▸ Activity list:
a. Repeat the passage on the children's dog agility therapy verbatim, from "Kylie’s reaction to" up to and including "her senior pictures.".
b. Write the next part of the passage on the children's dog agility therapy, picking up after its final sentence.

▸ Given text:
┄┄┄┄┄┄
The kids clearly demonstrate their speech therapy work through the commands that ring out in conjunction with the physical cues—“Jump! Tunnel! Up! This way!”—. “They have to speak loudly and with authority for the dogs to respond,” says Champion.
As Lizzie did during her unscheduled frolic break, the dogs sometimes add to the speech-therapy load by misbehaving (“No! Come back, Lizzie!”). “I don’t care,” says Bates of the canine naughtiness. “I’m not looking for the most obedient dogs. From a speech perspective, [the kids] have to learn to re-ask—the appropriate way to get [the dogs’] attention.”
Therapists capitalize on surprises and routine tasks alike to incorporate the agility course into the kids’ overall therapy goals. Even the dogs’ well-deserved water break provides the children with opportunities to develop their skills and abilities; they have to manipulate water-bottle caps and squeeze hard to fill the bowls. The children seem proud to be able to offer their special partners a cool drink.
In addition to ATA, ChildServe offers other animal-assisted therapy, such as animal interactions during individual therapy sessions, as well as animal-assisted activity, like visits from a dog to a patient’s room. These interactions occur sporadically, though, while ATA pairs meet weekly to develop the bond between child and dog. The first 10 weeks a pair works together can be hectic, as each learns the other’s cues and capabilities. “But eventually … it clicks, and the dog starts listening to the child versus the handler,” says Bates.
Alex and her regular dog, Blue, have clearly clicked; when Bates tells her that Blue will be back in January, Alex breaks out in a huge smile. Blue, who sustained a back injury, was temporarily absent from the program and Alex had been sharing both Lizzie and Finn with the kids in her session.
“Kids know their dogs,” says Bates.
Kylie’s reaction to Finn’s no-show at the beginning of the session illuminates the strength of the bond they’ve developed over two years. “Where’s Finn?” she worries. Told he’ll probably come soon, she asks over and over, “But when?” When Finn arrives, Kylie brightens immediately, calling his name as she runs to him. She sinks her hands into his wavy fur and lovingly strokes his back.
“It’s a special bond,” says Champion of the connection between the child handlers and “their” dogs. His older daughter, Paige, who also has A-T and participated in ATA, connected so deeply with her dog Jessie that the yellow Labrador appears with her in her senior pictures.
┄┄┄┄┄┄
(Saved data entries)

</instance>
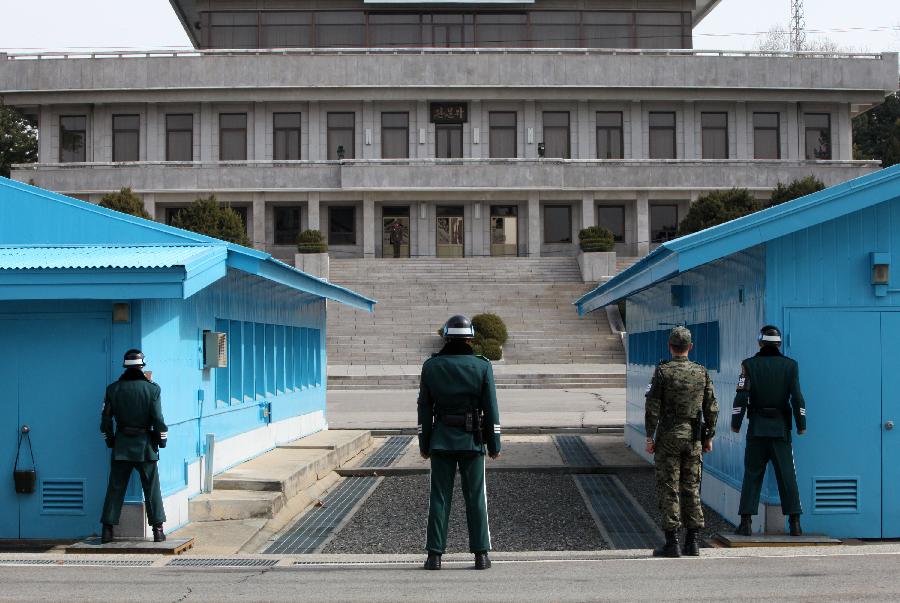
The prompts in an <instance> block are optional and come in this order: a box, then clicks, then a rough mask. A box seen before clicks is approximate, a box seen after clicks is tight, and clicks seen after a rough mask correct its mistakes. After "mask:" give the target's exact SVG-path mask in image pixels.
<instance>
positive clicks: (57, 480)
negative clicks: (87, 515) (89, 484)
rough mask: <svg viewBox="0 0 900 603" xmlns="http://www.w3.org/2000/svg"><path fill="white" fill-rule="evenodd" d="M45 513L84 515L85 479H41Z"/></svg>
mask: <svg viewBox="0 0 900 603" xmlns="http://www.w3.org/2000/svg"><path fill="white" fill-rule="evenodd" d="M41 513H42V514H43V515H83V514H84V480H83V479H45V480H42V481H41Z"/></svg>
┄┄┄┄┄┄
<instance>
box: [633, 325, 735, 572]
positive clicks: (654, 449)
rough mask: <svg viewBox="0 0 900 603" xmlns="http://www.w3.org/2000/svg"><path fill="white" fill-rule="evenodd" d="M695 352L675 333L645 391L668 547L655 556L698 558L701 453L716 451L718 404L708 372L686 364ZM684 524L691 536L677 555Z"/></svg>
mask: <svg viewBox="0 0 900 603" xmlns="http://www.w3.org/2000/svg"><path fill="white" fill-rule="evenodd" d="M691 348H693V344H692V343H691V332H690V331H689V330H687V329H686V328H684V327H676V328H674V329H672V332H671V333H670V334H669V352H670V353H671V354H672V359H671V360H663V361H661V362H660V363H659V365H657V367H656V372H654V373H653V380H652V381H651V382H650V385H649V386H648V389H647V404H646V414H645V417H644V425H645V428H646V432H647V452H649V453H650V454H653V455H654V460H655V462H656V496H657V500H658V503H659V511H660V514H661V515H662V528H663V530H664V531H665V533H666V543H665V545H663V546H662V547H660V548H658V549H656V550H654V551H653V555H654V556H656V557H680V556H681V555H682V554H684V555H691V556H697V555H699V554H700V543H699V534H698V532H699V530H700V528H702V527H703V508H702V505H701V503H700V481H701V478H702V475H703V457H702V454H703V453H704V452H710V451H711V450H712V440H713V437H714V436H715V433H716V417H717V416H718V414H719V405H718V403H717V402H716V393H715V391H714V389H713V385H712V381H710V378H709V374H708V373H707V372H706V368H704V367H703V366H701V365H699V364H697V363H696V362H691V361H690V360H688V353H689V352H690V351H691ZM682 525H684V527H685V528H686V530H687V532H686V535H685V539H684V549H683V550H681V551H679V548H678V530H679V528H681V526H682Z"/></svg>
┄┄┄┄┄┄
▸ Written answers:
a.
Kylie’s reaction to Finn’s no-show at the beginning of the session illuminates the strength of the bond they’ve developed over two years. “Where’s Finn?” she worries. Told he’ll probably come soon, she asks over and over, “But when?” When Finn arrives, Kylie brightens immediately, calling his name as she runs to him. She sinks her hands into his wavy fur and lovingly strokes his back.
“It’s a special bond,” says Champion of the connection between the child handlers and “their” dogs. His older daughter, Paige, who also has A-T and participated in ATA, connected so deeply with her dog Jessie that the yellow Labrador appears with her in her senior pictures.

b.
These bonds allow the dogs to adapt and listen to handlers who aren’t their caregivers. “Dogs can adapt to just about anything in life. The bond will grow simply because the dog is having fun with the handler,” explains Pia Silvani, a well-known certified dog trainer.
Thanks to the bonds forged by teamwork and the clever strategies employed in these group agility sessions, the children reach their goals.At that point, they graduate from the program, leaving space for new members. However, kids can’t graduate fast enough to meet demand. The program currently serves 12 children, with 10 more on the waiting list. “It could be a few years,” says Bates. “We’d love to have a group every night, but we have to have the dogs.”
Bates leans on Shumate at Paws & Effect to recruit both volunteers and dogs. On her part, Shumate hopes to obtain corporate sponsorships to offset the cost of agility- and therapy-dog training classes for potential volunteers. She would also like to expand the program to another arena: the Special Olympics. “[Her idea] is that the kids will use agility through their lives, and have it be their sport,” says Bates.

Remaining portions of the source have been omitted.